Document section:
######

As a normative ideal, equality of opportunity can be seen as a special case of the notion of fairness—that people with the same relevant traits or competencies should be treated in the same way. In the particular context of education, equality of opportunity frequently has been taken to mean that people with equal academic aptitude or ability should be given equal access to advantaged sectors of education. This was the dominant interpretation in the first half of the twentieth century, exemplified by the work of Gray and Moshinsky (1938) in Britain. Similarly in America, Lloyd Warner and his colleagues wrote ‘we might speak of equality of educational opportunity if all children and young people exceeding a given level of intellectual ability were enabled to attend schools and colleges up to some specified level. This is the only practicable kind of equality of educational opportunity’ (Warner et al. 1946).




Historically, the term was used frequently in the context of access to grammar-school education in Britain: the fact that affluent parents were able to secure fee-paying places at the prestigious grammar schools, places that were denied to equally able children of less affluent parents, was taken to be manifestly inequality of opportunity. More generally, one can think of any discriminatory procedure for regulating access to advantaged institutions as constituting inequality of opportunity.

In this respect, inequality of opportunity also becomes an explanatory concept as well as a normative ideal. Thus, fee-paying becomes one possible explanation for the observed class differences in access to grammar schools. The inability to afford fees is a possible mechanism that might explain why children of equal ability had unequal rates of access. (In practice, however, the abolition of fee-paying after World War II did not lead to a reduction in class inequalities, suggesting that fee-paying may not have had the explanatory role assumed by pre-war scholars; see Halsey et al. 1980.)

######

Dataset excerpts:
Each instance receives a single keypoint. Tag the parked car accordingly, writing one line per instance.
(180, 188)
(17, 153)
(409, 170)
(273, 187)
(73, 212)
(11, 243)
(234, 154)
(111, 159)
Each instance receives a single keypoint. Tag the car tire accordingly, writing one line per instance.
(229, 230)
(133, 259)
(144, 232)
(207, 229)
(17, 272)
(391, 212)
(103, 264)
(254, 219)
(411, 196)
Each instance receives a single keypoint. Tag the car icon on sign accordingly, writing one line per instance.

######

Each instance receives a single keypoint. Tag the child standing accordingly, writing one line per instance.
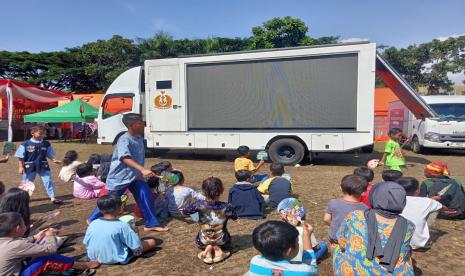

######

Exercise tasks:
1. Shorten the paragraph of the passage on equality of opportunity that begins "Historically, the term was used" into a short list that keeps its main facts.
2. Give again, word for word, the part of the passage on equality of opportunity that opens with the words containing "Historically, the term" and closes with "constituting inequality of opportunity.".
The listing isn't needed for any of this.

Written answers:
1.
- In Britain, the term was often used about access to grammar-school education.
- Wealthy parents could pay for places at the prestigious grammar schools, while equally able children of less wealthy parents were denied them. This was taken as clear inequality of opportunity.
- More broadly, any discriminatory way of controlling access to advantaged institutions counts as inequality of opportunity.

2.
Historically, the term was used frequently in the context of access to grammar-school education in Britain: the fact that affluent parents were able to secure fee-paying places at the prestigious grammar schools, places that were denied to equally able children of less affluent parents, was taken to be manifestly inequality of opportunity. More generally, one can think of any discriminatory procedure for regulating access to advantaged institutions as constituting inequality of opportunity.